• _PROBLEM SET_:
a – Reproduce the stretch of the harvest worker article from "The Australian Custom" through "on deaf ears.".
b – List every person mentioned by name in the harvest worker article.
c – Continue the harvest worker shortage article from its last sentence with the next part.

No action on harvest worker shortage frustrates peak industry body

Australia Custom Harvesters Association president Rod Gribble says up to 4000 more skilled harvest workers are needed in the country to avoid losing millions of dollars.
Australia Custom Harvesters Association president Rod Gribble says up to 4000 more skilled harvest workers are needed in the country to avoid losing millions of dollars.

The Australian Custom Harvesters Association has urged the government to work harder to solve the country's skilled worker shortfall crisis.

ACHA president Rod Gribble said up to 4000 extra skilled harvest machinery operators from overseas were needed to strip Australian crops this year.

Mr Gribble said his advocacy of the issue had fallen on deaf ears.

"They just need to pull their finger out and get on with it," he said."I've been in contact with Barnaby Joyce's office, with our local member Sussan Ley's office and haven't heard anything back from either of them.

"Quite frankly they've all put it in the 'too hard' basket or 'ignore it and it will go away' basket. It's pretty disgusting, actually."

Mr Gribble said it was frustrating when others had been allowed to travel nationally and internationally.

"If celebrities and sports people and business people can fly all around the bloody country, if football teams and all the rest can fly all around the countryside," he said.

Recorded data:
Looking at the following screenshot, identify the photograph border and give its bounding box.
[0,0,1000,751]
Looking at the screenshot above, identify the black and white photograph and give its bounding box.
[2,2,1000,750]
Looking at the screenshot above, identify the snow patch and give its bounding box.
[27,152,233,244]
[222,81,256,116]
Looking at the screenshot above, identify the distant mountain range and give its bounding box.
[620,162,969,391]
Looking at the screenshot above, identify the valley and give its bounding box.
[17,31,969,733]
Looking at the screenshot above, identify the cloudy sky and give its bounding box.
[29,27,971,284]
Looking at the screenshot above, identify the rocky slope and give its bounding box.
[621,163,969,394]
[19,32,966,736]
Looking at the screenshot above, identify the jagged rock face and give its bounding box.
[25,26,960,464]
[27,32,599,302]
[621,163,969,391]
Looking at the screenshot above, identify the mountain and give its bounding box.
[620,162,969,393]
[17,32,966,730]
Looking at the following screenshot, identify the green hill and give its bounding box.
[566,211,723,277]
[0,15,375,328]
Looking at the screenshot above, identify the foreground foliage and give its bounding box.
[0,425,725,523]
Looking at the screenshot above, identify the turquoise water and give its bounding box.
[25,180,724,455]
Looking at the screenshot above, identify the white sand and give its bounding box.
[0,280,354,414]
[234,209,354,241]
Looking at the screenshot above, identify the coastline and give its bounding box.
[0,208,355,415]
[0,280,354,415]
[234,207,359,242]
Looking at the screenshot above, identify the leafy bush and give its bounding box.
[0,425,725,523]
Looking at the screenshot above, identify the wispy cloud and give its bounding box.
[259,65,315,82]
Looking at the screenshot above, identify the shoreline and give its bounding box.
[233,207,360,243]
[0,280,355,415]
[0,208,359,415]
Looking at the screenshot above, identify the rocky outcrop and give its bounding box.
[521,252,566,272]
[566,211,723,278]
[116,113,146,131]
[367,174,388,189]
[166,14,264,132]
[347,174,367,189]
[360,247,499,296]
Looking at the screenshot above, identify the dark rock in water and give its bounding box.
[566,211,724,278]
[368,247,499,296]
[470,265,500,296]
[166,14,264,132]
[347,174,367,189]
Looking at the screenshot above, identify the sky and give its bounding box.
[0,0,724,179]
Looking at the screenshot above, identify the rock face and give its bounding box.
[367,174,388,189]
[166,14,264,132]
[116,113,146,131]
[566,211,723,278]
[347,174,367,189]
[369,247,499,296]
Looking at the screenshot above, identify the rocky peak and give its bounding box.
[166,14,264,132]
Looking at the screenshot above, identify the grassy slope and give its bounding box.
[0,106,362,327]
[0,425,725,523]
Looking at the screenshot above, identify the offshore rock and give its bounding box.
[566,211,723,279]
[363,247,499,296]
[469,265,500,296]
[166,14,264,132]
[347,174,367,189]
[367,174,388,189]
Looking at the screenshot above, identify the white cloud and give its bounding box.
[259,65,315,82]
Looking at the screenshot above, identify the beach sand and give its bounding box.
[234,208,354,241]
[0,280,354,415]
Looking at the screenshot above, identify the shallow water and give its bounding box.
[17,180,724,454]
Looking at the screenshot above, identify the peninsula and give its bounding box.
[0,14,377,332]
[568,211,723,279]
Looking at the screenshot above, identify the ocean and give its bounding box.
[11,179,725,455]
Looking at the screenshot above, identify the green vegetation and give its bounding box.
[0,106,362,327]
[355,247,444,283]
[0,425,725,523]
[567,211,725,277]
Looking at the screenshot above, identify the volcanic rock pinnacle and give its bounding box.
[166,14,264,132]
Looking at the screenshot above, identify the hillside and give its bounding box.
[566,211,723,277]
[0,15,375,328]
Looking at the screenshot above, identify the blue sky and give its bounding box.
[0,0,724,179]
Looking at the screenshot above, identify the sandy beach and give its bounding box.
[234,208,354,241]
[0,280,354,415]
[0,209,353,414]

• _ANSWERS_:
a –
The Australian Custom Harvesters Association has urged the government to work harder to solve the country's skilled worker shortfall crisis.

ACHA president Rod Gribble said up to 4000 extra skilled harvest machinery operators from overseas were needed to strip Australian crops this year.

Mr Gribble said his advocacy of the issue had fallen on deaf ears.

b – Rod Gribble, Barnaby Joyce, Sussan Ley

c –
"Surely they can work out a way to get two or three or four thousand skilled people in there so we can provide food for the wider community.

"I think there's a higher priority on food than watching bloody football on TV."

Mr Gribble said pre-pandemic Australia had relied on northern hemisphere professional contract harvesters working down under in their off season, but that option was now limited.

He said a recent Association survey found more than 70 per cent of members received no response after advertising for workers for months.

"I rang people today and it's still a massive shortfall," he said.

Mr Gribble said without overseas workers, machinery would sit unused in sheds, leaving owners to manage costly repayments and insurance, while farmers would risk not getting their crop off in time, especially if the forecast wet season degraded their grain.

"The lack of money for contractors and potential risk for growers from downgrading quality of grain is multitudes of millions of dollars," he said.

"That will run through not only their private businesses, but their towns, and the wider community and Australia in general."

Mr Gribble said he wanted to see fully vaccinated workers, receive timely negative tests and isolate on farm.